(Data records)
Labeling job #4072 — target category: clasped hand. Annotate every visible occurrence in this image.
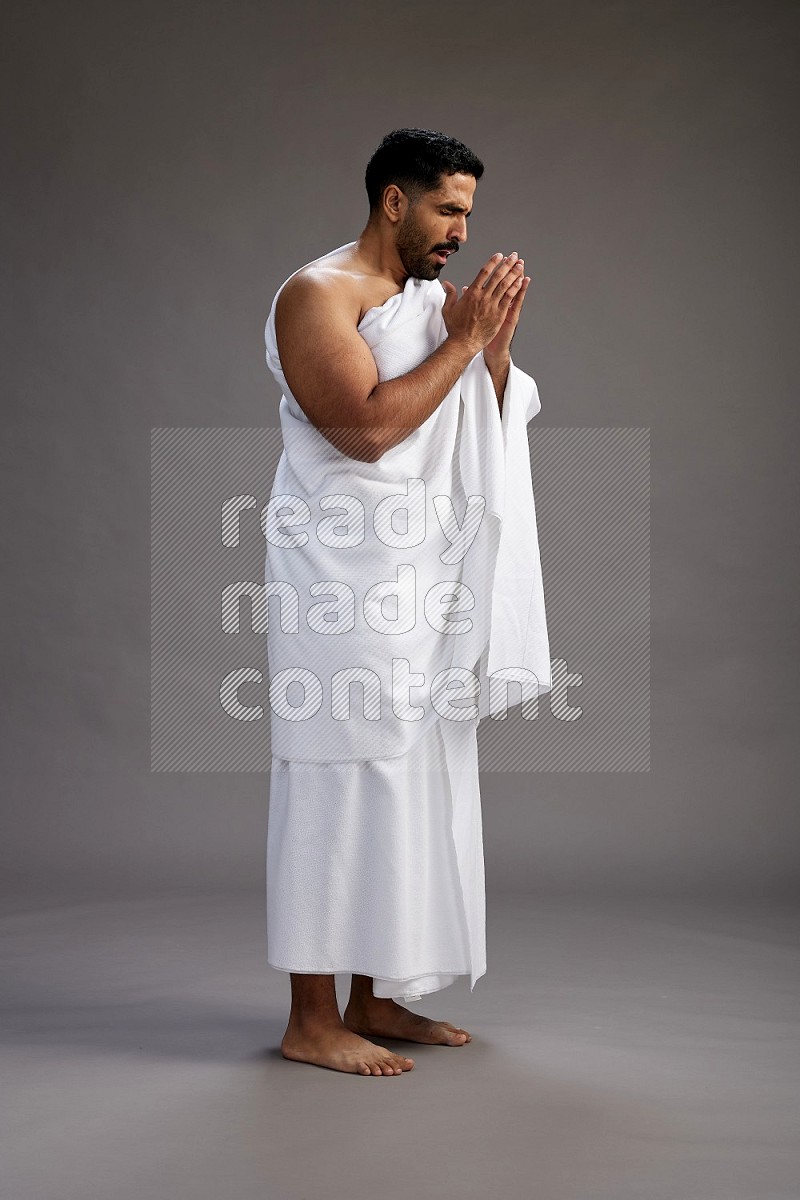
[441,252,530,359]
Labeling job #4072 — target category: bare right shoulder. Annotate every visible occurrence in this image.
[275,264,378,457]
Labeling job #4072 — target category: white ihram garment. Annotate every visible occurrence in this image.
[265,247,551,1000]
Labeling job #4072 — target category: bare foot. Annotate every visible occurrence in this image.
[281,1021,414,1075]
[344,996,473,1046]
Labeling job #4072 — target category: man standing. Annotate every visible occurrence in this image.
[265,130,551,1076]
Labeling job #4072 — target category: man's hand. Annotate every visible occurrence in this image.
[483,256,530,364]
[441,253,527,355]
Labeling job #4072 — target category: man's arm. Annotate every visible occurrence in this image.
[483,350,511,416]
[275,254,521,462]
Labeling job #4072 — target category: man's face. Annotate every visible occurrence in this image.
[396,173,477,280]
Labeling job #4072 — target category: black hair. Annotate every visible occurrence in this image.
[365,130,483,212]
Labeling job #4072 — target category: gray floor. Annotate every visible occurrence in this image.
[0,893,800,1200]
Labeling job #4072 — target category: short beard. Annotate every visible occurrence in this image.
[395,205,444,280]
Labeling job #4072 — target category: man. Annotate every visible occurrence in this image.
[266,130,549,1076]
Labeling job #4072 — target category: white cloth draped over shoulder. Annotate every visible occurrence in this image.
[265,247,552,763]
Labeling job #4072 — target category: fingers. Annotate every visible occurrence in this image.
[498,274,525,308]
[487,254,525,301]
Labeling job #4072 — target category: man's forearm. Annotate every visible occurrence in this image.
[367,337,479,461]
[483,350,511,416]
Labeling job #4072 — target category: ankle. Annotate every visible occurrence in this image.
[288,1008,344,1034]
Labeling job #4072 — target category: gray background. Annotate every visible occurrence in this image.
[1,0,798,904]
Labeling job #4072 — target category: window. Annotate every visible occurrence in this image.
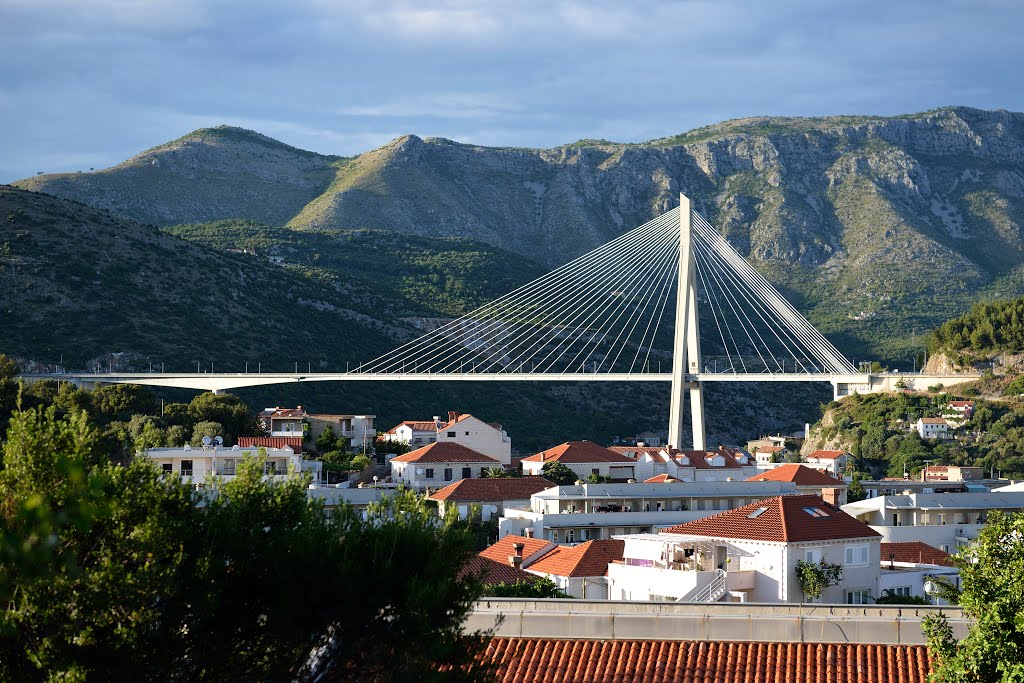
[844,544,868,565]
[846,588,871,605]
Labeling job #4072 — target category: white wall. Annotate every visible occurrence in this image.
[437,416,512,465]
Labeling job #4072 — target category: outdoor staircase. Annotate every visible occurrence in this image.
[676,569,729,602]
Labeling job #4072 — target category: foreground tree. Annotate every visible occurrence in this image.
[924,512,1024,683]
[0,409,488,681]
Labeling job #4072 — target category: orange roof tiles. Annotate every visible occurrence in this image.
[387,420,437,434]
[807,451,846,460]
[483,638,932,683]
[663,496,882,543]
[477,536,557,566]
[459,555,541,584]
[529,539,626,577]
[522,441,635,463]
[391,441,500,465]
[746,463,849,487]
[643,474,679,483]
[882,541,955,567]
[239,436,302,453]
[427,476,555,501]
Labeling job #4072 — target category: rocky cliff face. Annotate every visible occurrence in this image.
[18,108,1024,358]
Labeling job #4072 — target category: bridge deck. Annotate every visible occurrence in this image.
[16,372,974,391]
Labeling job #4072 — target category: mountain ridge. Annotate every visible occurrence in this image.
[12,106,1024,362]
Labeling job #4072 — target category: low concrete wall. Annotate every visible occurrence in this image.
[466,598,970,645]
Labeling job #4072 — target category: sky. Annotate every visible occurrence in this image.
[0,0,1024,182]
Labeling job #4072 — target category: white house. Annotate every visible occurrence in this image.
[522,441,636,481]
[843,492,1024,553]
[524,540,626,600]
[306,413,377,451]
[382,418,438,449]
[144,444,323,483]
[427,477,555,521]
[913,418,949,438]
[608,446,758,481]
[391,442,501,489]
[746,463,850,505]
[384,411,512,465]
[804,451,853,477]
[879,541,959,604]
[498,477,797,544]
[608,496,881,604]
[257,405,306,438]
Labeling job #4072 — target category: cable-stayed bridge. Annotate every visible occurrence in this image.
[25,195,977,449]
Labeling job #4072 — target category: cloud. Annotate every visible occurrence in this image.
[0,0,1024,181]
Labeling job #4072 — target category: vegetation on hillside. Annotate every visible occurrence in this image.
[928,297,1024,355]
[166,220,545,315]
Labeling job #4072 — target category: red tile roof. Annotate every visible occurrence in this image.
[673,449,743,470]
[387,420,437,434]
[522,441,636,464]
[459,555,541,584]
[529,539,626,577]
[663,496,882,543]
[643,474,679,483]
[391,441,500,465]
[427,476,555,501]
[239,436,302,453]
[746,463,849,487]
[258,405,306,418]
[483,638,932,683]
[807,451,846,460]
[477,536,557,565]
[882,541,955,567]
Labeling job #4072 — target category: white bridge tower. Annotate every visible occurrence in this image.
[669,194,708,451]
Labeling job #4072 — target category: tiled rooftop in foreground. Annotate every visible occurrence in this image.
[484,638,930,683]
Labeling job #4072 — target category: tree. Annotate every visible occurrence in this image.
[191,422,227,446]
[188,392,260,443]
[316,425,343,454]
[541,460,580,486]
[924,511,1024,683]
[483,465,512,479]
[483,577,569,599]
[0,408,487,681]
[797,560,843,600]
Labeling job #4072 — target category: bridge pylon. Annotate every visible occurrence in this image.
[669,193,708,451]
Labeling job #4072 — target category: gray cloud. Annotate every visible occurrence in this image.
[0,0,1024,181]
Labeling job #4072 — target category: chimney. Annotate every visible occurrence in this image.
[509,541,526,569]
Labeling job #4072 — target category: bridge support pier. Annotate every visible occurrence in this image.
[669,194,708,451]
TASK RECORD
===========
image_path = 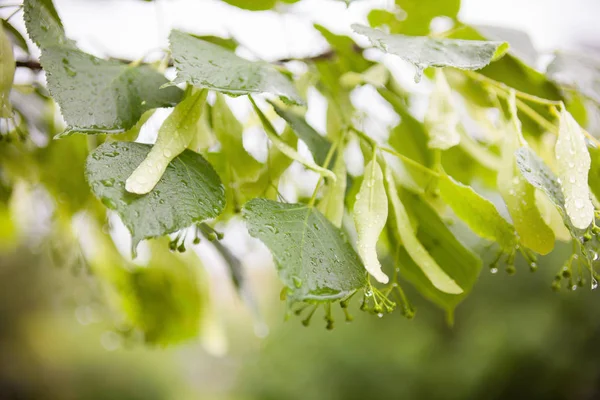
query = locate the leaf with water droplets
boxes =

§ **GIVEN EXERCISE**:
Change every "Labeling job" in the items above to "Annotation task" and keep everything else the same. Leave the pictures out of your answer.

§ **OUTPUT FOR THIS EXERCISE**:
Annotation task #4072 — target category: clasped hand. Annotate every visible occurrence in this image.
[441,252,530,359]
Annotation task #4072 — target category: bare right shoulder. Annotate every visible occurrence in this image.
[275,264,378,457]
Annotation task #4072 — target category: white ihram garment. Annotate every visible occurrence in this image.
[265,247,551,1000]
Annotation task #4072 — target category: bare foot. Annotate every visible occurrence in this image.
[281,1021,414,1075]
[344,996,473,1046]
Annotation task #4072 — target category: man standing. Annotate every visible occurrence in this image.
[265,130,551,1076]
Annotation task #4072 — target category: man's hand. Annotate every visible occurrence in this image.
[483,256,530,364]
[441,253,527,355]
Annotation task #4072 — target category: man's arm. Annotate every visible occurrence in this image.
[483,350,511,416]
[275,254,521,462]
Annotation task #4072 — target category: man's face. Annotate every visible occurrence in this image.
[396,173,477,280]
Annotation task #4072 — target category: black hair. Annotate every visible occurrence in this image.
[365,130,483,212]
Annotation task #4072 — target category: gray floor. Annotate every visible occurrence in this image.
[0,893,800,1200]
Annotation task #4072 — target category: short beard. Annotate every visible occurrence in this image.
[395,205,444,280]
Annotation task #4072 — target category: man. Annotate every visible occurrence in this image.
[266,130,549,1076]
Annotation task #4072 — target category: white cloth draped over shoulder. Annotate every visible occurrence in this image.
[265,247,552,763]
Annotation task #4072 — target category: fingers. Annotate every visible occurrence in this image.
[498,274,525,308]
[487,254,525,301]
Annotation task #4072 — target category: man's forearm. Annotate every visible occurrence in this image.
[367,337,479,461]
[483,350,511,416]
Annotation task #4072 — target category: ankle. Annotate every visible occurrence in this image.
[288,1008,344,1034]
Annotation task #4072 — target category: gray background. Annotate every visible occurrence in this image.
[1,0,798,904]
Annotation task #4072 — target category: window. Annotate every visible occurrence in this image.
[844,544,868,565]
[846,588,871,605]
Annotation task #4072 — target category: white wall. Annotate every visible occurrence in this image.
[437,416,512,465]
Annotation task #4072 — target category: outdoor staircase. Annotate every visible occurrence in this image.
[676,569,729,602]
Annotation task #4072 — target category: foreground tree. Annotate every visible occurrence in this image.
[924,512,1024,683]
[0,409,488,681]
Annotation task #4072 — target category: orange roof tiles. Annotate every visible occurrence in this image.
[387,420,437,434]
[807,451,846,460]
[483,638,932,683]
[663,496,882,543]
[477,536,557,566]
[459,555,541,584]
[529,539,626,577]
[522,441,635,463]
[391,441,500,465]
[746,463,849,487]
[643,474,679,483]
[882,541,955,567]
[239,436,302,453]
[427,476,555,501]
Annotation task #4072 — target category: rocky cliff face. Annotate every visible occurrence in this image.
[18,108,1024,358]
Annotation task #4072 — target category: bridge deck. Annotate every visible occurrence in this image.
[16,372,974,391]
Annotation task #4072 — target category: mountain ridge. Annotate every visible occurrence in this image.
[12,106,1024,362]
Annotation task #4072 — target category: low concrete wall. Annotate every visible occurrence in this image.
[466,598,970,645]
Annotation task #4072 — target category: sky. Annotate every visible occurrence in this image.
[0,0,1024,182]
Annotation task #4072 — target category: white house. Annotate every visible occurrence in this image.
[522,441,636,481]
[843,492,1024,553]
[524,540,626,600]
[306,413,377,451]
[382,418,438,449]
[144,444,323,483]
[427,477,555,521]
[913,418,949,438]
[608,446,758,481]
[391,442,501,489]
[746,463,850,505]
[384,411,512,465]
[804,451,853,477]
[879,541,959,604]
[498,477,797,544]
[608,496,881,604]
[257,405,306,438]
Annotation task #4072 — target category: cable-stayed bridge. Annotate every visible occurrence in this image.
[25,195,977,449]
Annotation task #4072 — target category: cloud. Annotate every visible occurrence in this image.
[0,0,1024,181]
Annotation task #4072 — target category: vegetation on hillside. Annotate every visible occurrence in this image.
[928,297,1024,355]
[166,220,545,315]
Annotation task #4072 — target category: red tile roof. Annotate every visible occurrence in this image.
[673,449,743,470]
[387,420,437,434]
[522,441,636,464]
[459,555,541,584]
[529,539,626,577]
[663,496,882,543]
[643,474,679,483]
[391,441,500,465]
[427,476,555,501]
[239,436,302,453]
[746,463,849,487]
[258,405,306,418]
[483,638,932,683]
[807,451,846,460]
[477,536,557,565]
[882,541,955,567]
Annotation task #4072 — target category: white bridge tower. Annotate every visible occurrence in this image.
[669,194,708,451]
Annotation task #4072 — target category: tiled rooftop in foreground. Annotate every visible occurrence in this image.
[484,638,930,683]
Annotation task #4072 — target category: tree. Annotate every visible occurrence in this image.
[191,422,227,446]
[188,392,260,443]
[316,425,343,454]
[541,460,580,486]
[924,511,1024,683]
[483,465,512,479]
[483,577,569,599]
[0,408,487,681]
[797,560,843,600]
Annotation task #4072 — target category: bridge pylon. Annotate every visible occurrence in this image.
[669,193,708,451]
Annotation task #4072 — target category: gray cloud. Annotate every visible occurrence in this image.
[0,0,1024,181]
Annotation task #4072 — target category: chimney. Annotate every visible occurrence in this image.
[509,541,526,569]
Annotation task #4072 — target category: bridge support pier. Annotate every visible occurrence in this image.
[669,194,708,451]
TASK RECORD
===========
image_path = 
query = locate the leaf with water droplets
boxes =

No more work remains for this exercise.